> WHAT TO DO
Would you restate all the data that follows, word for word?

....................

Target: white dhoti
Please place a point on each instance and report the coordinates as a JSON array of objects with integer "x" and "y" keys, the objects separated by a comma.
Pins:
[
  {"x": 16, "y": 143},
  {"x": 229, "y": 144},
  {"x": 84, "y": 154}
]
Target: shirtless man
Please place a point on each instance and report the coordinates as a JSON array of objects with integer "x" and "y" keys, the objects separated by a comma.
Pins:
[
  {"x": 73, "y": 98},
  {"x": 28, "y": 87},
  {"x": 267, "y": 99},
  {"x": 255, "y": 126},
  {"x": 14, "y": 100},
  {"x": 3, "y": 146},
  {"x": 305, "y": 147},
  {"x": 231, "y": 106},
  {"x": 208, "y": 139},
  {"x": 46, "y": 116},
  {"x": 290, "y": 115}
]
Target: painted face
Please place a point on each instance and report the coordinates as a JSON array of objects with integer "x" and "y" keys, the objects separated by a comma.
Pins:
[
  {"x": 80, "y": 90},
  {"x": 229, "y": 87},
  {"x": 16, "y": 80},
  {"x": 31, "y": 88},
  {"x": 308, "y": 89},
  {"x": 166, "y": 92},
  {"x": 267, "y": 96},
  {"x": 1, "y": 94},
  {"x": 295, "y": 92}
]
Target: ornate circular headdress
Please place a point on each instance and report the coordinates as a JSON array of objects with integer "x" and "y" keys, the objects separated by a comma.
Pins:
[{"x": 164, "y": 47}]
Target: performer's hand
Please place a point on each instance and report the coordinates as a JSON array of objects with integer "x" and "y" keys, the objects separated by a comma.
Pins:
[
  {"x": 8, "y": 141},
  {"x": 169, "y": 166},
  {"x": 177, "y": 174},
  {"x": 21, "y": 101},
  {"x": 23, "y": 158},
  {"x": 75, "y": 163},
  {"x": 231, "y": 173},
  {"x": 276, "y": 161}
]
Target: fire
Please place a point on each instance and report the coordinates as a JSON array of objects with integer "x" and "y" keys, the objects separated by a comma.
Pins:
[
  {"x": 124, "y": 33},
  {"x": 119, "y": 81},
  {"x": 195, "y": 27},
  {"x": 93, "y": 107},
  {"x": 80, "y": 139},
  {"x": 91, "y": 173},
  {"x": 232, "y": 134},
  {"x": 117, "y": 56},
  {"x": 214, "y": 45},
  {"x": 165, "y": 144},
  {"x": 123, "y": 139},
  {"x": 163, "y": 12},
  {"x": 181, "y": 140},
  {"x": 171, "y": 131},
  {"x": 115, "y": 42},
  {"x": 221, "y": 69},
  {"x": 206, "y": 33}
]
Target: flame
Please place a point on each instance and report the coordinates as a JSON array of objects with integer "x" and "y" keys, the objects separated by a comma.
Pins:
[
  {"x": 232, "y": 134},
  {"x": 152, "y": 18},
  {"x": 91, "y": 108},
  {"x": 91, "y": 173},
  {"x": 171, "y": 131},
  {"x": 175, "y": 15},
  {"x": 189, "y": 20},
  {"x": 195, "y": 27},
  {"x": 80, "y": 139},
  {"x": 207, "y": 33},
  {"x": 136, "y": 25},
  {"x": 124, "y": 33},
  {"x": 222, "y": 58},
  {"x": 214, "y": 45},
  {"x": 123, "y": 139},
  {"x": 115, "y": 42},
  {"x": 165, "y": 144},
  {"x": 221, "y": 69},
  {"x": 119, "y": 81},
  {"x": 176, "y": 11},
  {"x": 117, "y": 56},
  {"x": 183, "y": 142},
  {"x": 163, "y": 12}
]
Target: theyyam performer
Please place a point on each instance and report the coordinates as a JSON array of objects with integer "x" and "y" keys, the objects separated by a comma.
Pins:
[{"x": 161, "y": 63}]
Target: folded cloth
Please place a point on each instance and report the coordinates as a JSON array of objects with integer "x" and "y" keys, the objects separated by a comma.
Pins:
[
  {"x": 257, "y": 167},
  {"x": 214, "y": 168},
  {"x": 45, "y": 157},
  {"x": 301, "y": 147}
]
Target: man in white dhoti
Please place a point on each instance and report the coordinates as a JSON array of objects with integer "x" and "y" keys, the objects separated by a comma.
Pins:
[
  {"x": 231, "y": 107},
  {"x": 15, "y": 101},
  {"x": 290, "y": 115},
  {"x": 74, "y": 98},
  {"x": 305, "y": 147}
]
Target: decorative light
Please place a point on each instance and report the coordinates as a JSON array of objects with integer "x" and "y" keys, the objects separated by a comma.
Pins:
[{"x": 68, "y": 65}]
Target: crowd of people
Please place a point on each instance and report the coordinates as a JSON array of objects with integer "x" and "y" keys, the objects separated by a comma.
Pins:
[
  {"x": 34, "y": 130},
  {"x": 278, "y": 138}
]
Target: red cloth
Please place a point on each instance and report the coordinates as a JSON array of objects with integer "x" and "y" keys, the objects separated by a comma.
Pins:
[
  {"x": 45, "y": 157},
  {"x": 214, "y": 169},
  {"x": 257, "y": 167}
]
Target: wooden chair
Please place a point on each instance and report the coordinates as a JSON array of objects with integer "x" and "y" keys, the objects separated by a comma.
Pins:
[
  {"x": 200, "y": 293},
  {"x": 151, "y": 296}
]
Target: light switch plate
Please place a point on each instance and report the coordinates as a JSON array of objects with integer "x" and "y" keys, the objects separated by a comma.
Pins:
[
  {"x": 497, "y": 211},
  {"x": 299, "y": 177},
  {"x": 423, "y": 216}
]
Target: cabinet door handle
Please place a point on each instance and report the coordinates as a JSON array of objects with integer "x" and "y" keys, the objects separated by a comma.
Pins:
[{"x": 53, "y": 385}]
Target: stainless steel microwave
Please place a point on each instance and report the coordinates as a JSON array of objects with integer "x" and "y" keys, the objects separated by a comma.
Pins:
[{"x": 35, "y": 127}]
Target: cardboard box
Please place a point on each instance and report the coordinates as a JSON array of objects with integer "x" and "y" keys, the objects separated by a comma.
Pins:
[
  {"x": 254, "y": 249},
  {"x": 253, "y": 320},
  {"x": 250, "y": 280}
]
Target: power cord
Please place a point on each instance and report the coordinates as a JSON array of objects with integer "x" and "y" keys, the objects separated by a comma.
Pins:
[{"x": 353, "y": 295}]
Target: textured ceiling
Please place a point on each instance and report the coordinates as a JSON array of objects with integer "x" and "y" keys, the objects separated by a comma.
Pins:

....................

> TASK RESPONSE
Target: white dhoti
Please place a point on each instance and report the coordinates as a JSON array of objects with integer "x" and "y" keys, the objects separated by a comma.
Pins:
[
  {"x": 16, "y": 143},
  {"x": 229, "y": 144},
  {"x": 84, "y": 154}
]
Target: shirtless man
Please place a point on each instance and report the coordinates as a JSON array of objects with integer "x" and "y" keys, the objects separated by a comma.
Pins:
[
  {"x": 73, "y": 98},
  {"x": 28, "y": 87},
  {"x": 267, "y": 99},
  {"x": 255, "y": 126},
  {"x": 14, "y": 100},
  {"x": 3, "y": 146},
  {"x": 305, "y": 147},
  {"x": 231, "y": 106},
  {"x": 208, "y": 139},
  {"x": 46, "y": 116},
  {"x": 290, "y": 115}
]
Target: painted face
Please place a point on each instance and report the coordinates as a JSON array of objects with integer "x" and "y" keys, the objects separated by a comma.
Pins:
[
  {"x": 80, "y": 90},
  {"x": 229, "y": 87},
  {"x": 16, "y": 80},
  {"x": 31, "y": 88},
  {"x": 308, "y": 89},
  {"x": 166, "y": 92},
  {"x": 267, "y": 96},
  {"x": 1, "y": 94},
  {"x": 295, "y": 92}
]
Target: ornate circular headdress
Please place a point on each instance and report the coordinates as a JSON array of objects with integer "x" and "y" keys, the objects separated by a comma.
Pins:
[{"x": 164, "y": 47}]
Target: performer's hand
Please place a point on each instance and report the coordinates as a JSON array of objects with integer "x" and "y" keys, the objects separated by a comma.
Pins:
[
  {"x": 8, "y": 141},
  {"x": 169, "y": 166},
  {"x": 177, "y": 174},
  {"x": 21, "y": 101},
  {"x": 23, "y": 158},
  {"x": 75, "y": 163},
  {"x": 231, "y": 173},
  {"x": 276, "y": 161}
]
Target: fire
Please place a point on each instance and report the coordinates as a JSON array of objects with integer "x" and "y" keys, the objects separated by a comma.
Pins:
[
  {"x": 124, "y": 33},
  {"x": 119, "y": 81},
  {"x": 195, "y": 27},
  {"x": 93, "y": 107},
  {"x": 80, "y": 139},
  {"x": 91, "y": 173},
  {"x": 232, "y": 134},
  {"x": 117, "y": 56},
  {"x": 214, "y": 45},
  {"x": 165, "y": 144},
  {"x": 123, "y": 139},
  {"x": 163, "y": 12},
  {"x": 181, "y": 140},
  {"x": 171, "y": 131},
  {"x": 115, "y": 42},
  {"x": 221, "y": 69},
  {"x": 206, "y": 33}
]
Target: flame
Please place a point on each instance and report the coordinates as a JSON array of objects with integer "x" and "y" keys, the objects separated by a comma.
Pins:
[
  {"x": 232, "y": 134},
  {"x": 152, "y": 18},
  {"x": 91, "y": 108},
  {"x": 91, "y": 173},
  {"x": 171, "y": 131},
  {"x": 175, "y": 15},
  {"x": 189, "y": 20},
  {"x": 195, "y": 27},
  {"x": 80, "y": 139},
  {"x": 207, "y": 33},
  {"x": 136, "y": 25},
  {"x": 124, "y": 33},
  {"x": 222, "y": 58},
  {"x": 214, "y": 45},
  {"x": 123, "y": 139},
  {"x": 115, "y": 42},
  {"x": 165, "y": 144},
  {"x": 221, "y": 69},
  {"x": 119, "y": 81},
  {"x": 176, "y": 11},
  {"x": 117, "y": 56},
  {"x": 183, "y": 142},
  {"x": 163, "y": 12}
]
Target: theyyam performer
Please place a point on each instance and report the coordinates as a JSON array of objects with integer "x" and "y" keys, the objects separated by a comma.
Pins:
[{"x": 161, "y": 63}]
Target: folded cloth
Please place a point on each instance and report the coordinates as a JSON array of objects with integer "x" and "y" keys, the objects separated by a comma.
Pins:
[
  {"x": 257, "y": 167},
  {"x": 214, "y": 168},
  {"x": 45, "y": 157},
  {"x": 301, "y": 147}
]
Target: man in white dhoti
Please place a point on each instance and report the coordinates as a JSON array of objects with integer "x" and "y" keys, the objects separated by a comma.
Pins:
[
  {"x": 231, "y": 107},
  {"x": 15, "y": 101},
  {"x": 290, "y": 115},
  {"x": 74, "y": 98},
  {"x": 305, "y": 147}
]
Target: decorative light
Please place a point on each instance and report the coordinates as a JSON array of objects with integer "x" and "y" keys, the objects separated by a comma.
Pins:
[{"x": 68, "y": 65}]
Target: crowd of people
Please place a point on each instance and report the coordinates as a JSON array of objects with integer "x" and "y" keys, the objects separated by a comma.
Pins:
[
  {"x": 34, "y": 130},
  {"x": 278, "y": 138}
]
Target: red cloth
Please place a point on each instance and report the coordinates as a JSON array of objects with integer "x" and "y" keys, the objects separated by a comma.
Pins:
[
  {"x": 45, "y": 157},
  {"x": 214, "y": 169},
  {"x": 257, "y": 167}
]
Target: wooden chair
Please place a point on each instance and report the coordinates as a JSON array of objects with integer "x" and "y" keys, the objects separated by a comma.
Pins:
[
  {"x": 200, "y": 293},
  {"x": 151, "y": 296}
]
Target: light switch plate
Please place a point on each instance and report the coordinates as a JSON array of objects with integer "x" and "y" keys, the objects separated by a comma.
Pins:
[
  {"x": 497, "y": 211},
  {"x": 299, "y": 177},
  {"x": 423, "y": 216}
]
Target: cabinet door handle
Please place a point on each instance and report the coordinates as a JSON array of objects with integer "x" and "y" keys, the objects separated by a comma.
Pins:
[{"x": 53, "y": 385}]
Target: stainless steel microwave
Please place a point on each instance and report the coordinates as a JSON array of objects with integer "x" and "y" keys, the objects separated by a comma.
Pins:
[{"x": 35, "y": 127}]
Target: cardboard box
Please place a point on each instance and report the coordinates as a JSON array of objects with integer "x" and "y" keys, the objects separated by a comma.
Pins:
[
  {"x": 254, "y": 249},
  {"x": 253, "y": 320},
  {"x": 250, "y": 280}
]
Target: power cord
Please place a point on each instance and report the coordinates as a JSON array of objects with integer "x" and "y" keys, the objects separated by a comma.
Pins:
[{"x": 353, "y": 295}]
Target: textured ceiling
Please place a point on each instance and report the coordinates as a JSON array of objects with integer "x" and "y" keys, the objects separated by a comma.
Pins:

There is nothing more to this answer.